--- Input Enclosed Below ---

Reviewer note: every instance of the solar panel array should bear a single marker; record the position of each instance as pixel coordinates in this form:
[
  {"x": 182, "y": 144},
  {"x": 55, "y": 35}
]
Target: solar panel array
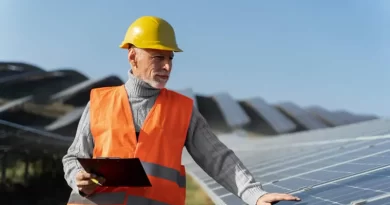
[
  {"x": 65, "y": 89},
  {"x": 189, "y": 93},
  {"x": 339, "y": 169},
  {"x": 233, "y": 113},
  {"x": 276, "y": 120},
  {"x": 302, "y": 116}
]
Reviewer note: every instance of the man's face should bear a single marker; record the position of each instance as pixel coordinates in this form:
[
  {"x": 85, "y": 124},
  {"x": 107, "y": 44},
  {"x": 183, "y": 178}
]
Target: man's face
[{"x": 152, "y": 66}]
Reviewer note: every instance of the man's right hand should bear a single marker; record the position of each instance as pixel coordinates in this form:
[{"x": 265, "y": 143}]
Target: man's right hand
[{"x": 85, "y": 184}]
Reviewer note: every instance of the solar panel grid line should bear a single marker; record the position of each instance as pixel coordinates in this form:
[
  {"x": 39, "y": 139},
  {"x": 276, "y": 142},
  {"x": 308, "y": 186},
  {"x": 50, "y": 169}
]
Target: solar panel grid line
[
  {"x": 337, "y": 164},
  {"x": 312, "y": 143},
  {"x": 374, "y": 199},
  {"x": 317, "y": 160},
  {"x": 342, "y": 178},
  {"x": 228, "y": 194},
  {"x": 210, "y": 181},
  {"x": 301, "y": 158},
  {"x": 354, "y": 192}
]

--- End of Enclosed Input ---
--- Input Enclosed Below ---

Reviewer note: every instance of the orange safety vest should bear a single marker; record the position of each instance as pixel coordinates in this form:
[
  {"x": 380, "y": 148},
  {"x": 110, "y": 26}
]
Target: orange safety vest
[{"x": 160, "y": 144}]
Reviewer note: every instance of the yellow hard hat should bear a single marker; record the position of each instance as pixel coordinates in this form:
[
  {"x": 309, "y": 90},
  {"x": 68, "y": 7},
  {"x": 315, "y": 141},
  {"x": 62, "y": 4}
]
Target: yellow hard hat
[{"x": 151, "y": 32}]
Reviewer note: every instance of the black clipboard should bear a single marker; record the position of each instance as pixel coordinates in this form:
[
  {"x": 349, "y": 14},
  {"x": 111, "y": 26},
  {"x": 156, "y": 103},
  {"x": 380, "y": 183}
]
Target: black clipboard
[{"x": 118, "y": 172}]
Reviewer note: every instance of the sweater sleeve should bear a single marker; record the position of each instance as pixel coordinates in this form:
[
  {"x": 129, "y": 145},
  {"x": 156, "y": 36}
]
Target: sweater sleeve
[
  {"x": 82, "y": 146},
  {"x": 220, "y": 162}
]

--- End of Enclosed Input ---

§ **What is expected**
Your answer should consist of the lines above that hold the word "every".

§ **Reply to the task**
Reviewer note: every instance of the solar panel array should bear a single marker; record the position of each instance as pixel coordinates in this form:
Reviewer note: every instance of the man's face should bear a single marker; record the position of each instance as pixel coordinates in this form:
Reviewer note: every instance of the man's right hand should bear a single marker; record the position of each instance as pixel coordinates in this form:
Reviewer note: every instance of the solar panel grid line should bear a single marker; record the position of each instance as pixel coordinates in this form:
Reviewer note: every instance of the orange safety vest should bear a single marker; record the position of each instance as pixel coordinates in this form:
Reviewer note: every instance of the yellow hard hat should bear a single marker; record the position of each instance as pixel coordinates in this form:
Reviewer note: every instance of the black clipboard should bear a single marker; record the position of each instance as pixel coordinates in this form:
Reviewer note: every instance of the sweater sleeve should bear a single marker; record the position of each instance as pixel coordinates in this form:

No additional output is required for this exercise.